──────── Record excerpts ────────

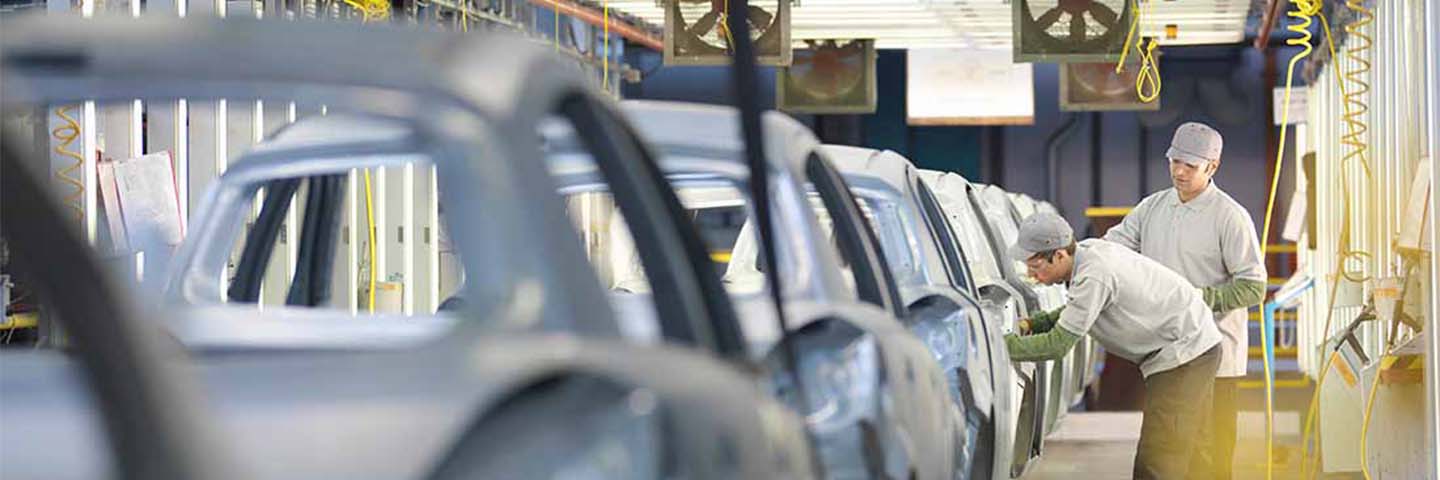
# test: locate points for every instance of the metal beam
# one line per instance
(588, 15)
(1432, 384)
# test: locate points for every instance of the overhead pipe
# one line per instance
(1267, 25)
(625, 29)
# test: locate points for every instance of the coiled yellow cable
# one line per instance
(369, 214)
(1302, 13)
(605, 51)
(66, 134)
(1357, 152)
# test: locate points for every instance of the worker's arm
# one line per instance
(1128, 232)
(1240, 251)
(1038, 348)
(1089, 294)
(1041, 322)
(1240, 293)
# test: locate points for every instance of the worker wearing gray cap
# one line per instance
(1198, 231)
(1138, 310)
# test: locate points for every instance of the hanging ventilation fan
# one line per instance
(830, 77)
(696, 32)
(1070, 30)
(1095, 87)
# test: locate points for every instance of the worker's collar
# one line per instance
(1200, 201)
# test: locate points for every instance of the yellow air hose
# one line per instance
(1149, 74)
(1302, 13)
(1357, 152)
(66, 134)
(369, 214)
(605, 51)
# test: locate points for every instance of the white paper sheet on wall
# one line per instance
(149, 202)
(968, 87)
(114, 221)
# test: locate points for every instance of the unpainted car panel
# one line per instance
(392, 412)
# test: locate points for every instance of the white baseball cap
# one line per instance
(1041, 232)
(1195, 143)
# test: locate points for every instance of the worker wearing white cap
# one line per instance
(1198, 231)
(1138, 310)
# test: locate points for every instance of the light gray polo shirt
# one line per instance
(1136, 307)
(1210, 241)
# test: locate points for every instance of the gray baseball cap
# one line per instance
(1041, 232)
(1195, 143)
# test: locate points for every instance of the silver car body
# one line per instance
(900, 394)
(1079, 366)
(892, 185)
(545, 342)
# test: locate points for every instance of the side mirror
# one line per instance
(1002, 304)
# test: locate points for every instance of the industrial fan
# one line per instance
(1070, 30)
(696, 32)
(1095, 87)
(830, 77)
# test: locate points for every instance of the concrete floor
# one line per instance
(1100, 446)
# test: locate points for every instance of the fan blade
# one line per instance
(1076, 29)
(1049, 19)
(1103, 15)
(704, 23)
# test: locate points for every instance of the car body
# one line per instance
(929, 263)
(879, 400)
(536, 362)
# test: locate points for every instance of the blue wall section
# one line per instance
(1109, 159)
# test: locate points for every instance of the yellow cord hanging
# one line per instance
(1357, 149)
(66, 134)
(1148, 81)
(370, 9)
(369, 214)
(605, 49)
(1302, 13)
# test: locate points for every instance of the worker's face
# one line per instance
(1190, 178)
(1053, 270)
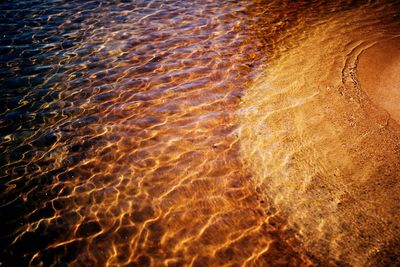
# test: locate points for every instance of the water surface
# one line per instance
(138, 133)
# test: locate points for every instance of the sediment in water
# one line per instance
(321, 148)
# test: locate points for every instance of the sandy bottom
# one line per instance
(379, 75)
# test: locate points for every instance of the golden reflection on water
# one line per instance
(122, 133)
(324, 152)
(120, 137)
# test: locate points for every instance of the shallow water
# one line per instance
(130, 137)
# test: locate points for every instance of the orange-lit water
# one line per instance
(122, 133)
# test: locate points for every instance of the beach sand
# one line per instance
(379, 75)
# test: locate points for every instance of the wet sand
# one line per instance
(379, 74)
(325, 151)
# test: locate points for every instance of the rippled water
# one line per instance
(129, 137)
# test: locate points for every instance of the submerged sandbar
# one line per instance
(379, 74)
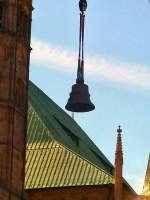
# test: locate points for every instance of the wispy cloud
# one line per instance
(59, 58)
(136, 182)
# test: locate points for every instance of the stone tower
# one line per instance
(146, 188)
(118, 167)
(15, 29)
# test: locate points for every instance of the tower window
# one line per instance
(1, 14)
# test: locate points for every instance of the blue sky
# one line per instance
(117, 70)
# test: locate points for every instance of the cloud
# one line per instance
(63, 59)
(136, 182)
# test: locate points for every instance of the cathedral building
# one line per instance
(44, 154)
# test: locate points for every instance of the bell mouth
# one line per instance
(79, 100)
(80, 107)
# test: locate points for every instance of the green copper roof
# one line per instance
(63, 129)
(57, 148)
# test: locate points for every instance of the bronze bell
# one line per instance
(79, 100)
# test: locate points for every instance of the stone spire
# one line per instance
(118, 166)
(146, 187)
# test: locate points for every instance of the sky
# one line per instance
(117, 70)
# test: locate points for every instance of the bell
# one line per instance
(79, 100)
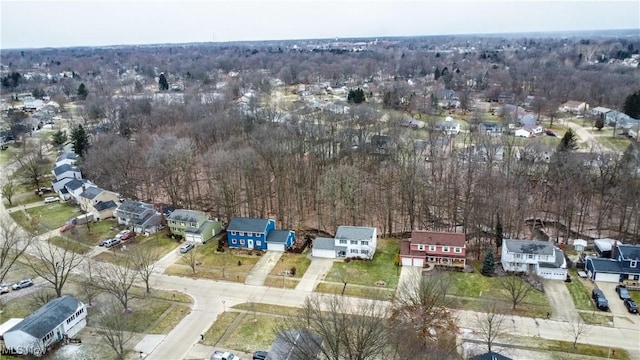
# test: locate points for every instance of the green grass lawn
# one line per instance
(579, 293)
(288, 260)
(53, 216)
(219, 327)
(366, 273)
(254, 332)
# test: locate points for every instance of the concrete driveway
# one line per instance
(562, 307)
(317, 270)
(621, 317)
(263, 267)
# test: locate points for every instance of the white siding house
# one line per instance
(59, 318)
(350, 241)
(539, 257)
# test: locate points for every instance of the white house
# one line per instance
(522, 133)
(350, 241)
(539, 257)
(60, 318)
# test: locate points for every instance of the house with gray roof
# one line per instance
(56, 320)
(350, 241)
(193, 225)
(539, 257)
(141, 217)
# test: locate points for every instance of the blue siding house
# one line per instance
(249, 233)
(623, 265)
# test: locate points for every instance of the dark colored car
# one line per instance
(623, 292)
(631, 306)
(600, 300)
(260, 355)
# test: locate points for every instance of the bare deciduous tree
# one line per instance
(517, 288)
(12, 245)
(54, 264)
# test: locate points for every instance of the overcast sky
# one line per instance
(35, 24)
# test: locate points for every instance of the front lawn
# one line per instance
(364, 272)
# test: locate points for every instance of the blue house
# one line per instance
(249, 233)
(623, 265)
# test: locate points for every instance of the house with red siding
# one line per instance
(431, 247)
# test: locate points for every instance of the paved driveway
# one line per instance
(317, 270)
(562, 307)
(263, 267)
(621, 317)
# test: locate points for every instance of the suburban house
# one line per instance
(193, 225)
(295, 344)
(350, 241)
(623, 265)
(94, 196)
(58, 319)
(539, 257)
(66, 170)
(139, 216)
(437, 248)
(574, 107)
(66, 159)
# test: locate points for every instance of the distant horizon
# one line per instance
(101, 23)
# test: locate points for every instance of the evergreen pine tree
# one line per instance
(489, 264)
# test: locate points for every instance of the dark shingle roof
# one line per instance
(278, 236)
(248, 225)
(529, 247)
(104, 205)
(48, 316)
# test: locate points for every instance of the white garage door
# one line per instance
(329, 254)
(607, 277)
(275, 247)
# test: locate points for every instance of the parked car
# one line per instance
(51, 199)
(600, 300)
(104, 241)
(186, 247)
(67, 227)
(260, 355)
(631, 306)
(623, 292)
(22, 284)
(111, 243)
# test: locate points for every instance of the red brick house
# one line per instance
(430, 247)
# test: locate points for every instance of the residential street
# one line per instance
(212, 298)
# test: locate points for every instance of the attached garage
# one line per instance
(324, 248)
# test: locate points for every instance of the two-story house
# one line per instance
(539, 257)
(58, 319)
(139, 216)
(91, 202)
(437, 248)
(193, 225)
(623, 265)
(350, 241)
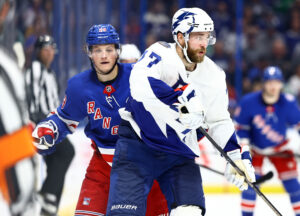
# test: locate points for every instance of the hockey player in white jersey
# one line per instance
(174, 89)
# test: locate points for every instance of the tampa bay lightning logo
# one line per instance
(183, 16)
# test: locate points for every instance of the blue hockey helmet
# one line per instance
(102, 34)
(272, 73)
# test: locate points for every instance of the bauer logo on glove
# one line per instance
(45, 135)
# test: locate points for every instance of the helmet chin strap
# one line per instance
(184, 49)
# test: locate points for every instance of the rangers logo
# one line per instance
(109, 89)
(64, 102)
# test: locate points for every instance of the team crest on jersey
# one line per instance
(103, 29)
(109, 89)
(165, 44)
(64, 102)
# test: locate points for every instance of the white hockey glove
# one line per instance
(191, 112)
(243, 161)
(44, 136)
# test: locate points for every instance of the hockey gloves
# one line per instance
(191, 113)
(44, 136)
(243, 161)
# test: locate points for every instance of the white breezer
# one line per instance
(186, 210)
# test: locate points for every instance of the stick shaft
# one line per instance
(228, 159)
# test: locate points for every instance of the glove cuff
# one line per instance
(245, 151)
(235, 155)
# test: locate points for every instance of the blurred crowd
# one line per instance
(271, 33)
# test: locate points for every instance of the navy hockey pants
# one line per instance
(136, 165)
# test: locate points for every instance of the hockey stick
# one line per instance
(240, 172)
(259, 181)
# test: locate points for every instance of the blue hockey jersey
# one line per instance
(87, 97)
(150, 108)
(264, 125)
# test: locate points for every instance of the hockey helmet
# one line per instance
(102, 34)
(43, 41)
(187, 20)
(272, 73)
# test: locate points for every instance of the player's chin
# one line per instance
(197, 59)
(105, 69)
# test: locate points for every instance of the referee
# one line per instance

────────
──────── Record excerpts ────────

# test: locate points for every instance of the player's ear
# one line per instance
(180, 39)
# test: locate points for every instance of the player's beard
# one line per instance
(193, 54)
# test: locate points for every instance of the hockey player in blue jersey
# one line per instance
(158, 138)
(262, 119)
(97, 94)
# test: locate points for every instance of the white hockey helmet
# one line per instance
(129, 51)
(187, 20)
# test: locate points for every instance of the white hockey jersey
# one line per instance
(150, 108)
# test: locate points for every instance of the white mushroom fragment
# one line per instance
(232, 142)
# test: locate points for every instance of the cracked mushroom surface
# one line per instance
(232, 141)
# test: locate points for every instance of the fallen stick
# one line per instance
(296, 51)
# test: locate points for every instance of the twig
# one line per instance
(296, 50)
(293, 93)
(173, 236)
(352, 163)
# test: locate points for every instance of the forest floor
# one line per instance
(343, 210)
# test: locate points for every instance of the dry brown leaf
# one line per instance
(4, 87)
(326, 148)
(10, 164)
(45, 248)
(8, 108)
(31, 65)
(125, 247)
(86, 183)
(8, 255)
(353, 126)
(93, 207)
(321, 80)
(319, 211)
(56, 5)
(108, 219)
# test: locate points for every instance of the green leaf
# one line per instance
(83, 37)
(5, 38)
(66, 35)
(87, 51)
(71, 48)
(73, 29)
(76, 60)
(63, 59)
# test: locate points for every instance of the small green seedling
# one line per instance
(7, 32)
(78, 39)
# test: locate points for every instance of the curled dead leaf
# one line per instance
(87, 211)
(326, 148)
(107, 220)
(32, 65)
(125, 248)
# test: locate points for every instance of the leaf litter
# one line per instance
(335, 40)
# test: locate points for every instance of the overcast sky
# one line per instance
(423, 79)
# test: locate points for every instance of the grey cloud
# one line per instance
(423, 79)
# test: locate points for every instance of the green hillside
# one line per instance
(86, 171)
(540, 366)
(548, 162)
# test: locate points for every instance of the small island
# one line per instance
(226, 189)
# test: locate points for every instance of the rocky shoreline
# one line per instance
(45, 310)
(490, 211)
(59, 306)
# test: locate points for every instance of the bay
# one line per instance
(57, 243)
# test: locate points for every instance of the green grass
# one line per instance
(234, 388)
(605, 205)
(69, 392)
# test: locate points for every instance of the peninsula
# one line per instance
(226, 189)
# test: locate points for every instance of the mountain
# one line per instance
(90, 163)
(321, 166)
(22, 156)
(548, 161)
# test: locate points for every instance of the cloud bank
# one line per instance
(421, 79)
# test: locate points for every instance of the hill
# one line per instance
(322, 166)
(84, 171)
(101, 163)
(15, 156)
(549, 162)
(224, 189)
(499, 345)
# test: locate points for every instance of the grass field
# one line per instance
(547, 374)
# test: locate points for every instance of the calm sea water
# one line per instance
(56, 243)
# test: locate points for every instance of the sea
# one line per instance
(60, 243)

────────

Set problem → Shift the material by rewriting it from the line containing "# test: locate points for every instance of the unpainted" through the line containing "(1002, 304)", both lines included. Keep the request lines as they are, and add 27 to both numbers of every point coordinate in the answers.

Exercise response →
# test: locate points for every instance of the unpainted car panel
# one line per instance
(419, 439)
# test: locate points for every instance of the white baseball cap
# one line per instance
(1068, 259)
(1222, 170)
# test: locate points for every instance of the worker wearing white cap
# one line per instance
(1225, 258)
(1165, 337)
# test: locate points for every instance of the light gray polo shirt
# one line per instance
(1163, 334)
(1237, 268)
# test: locate points for every instance of the gray baseball cap
# one line per instance
(1068, 259)
(1222, 170)
# test: locate points for every instance of the silver car body
# one line per instance
(927, 421)
(1106, 393)
(919, 212)
(572, 369)
# test: locate points for every instance of the side mirror
# one line per instance
(1029, 331)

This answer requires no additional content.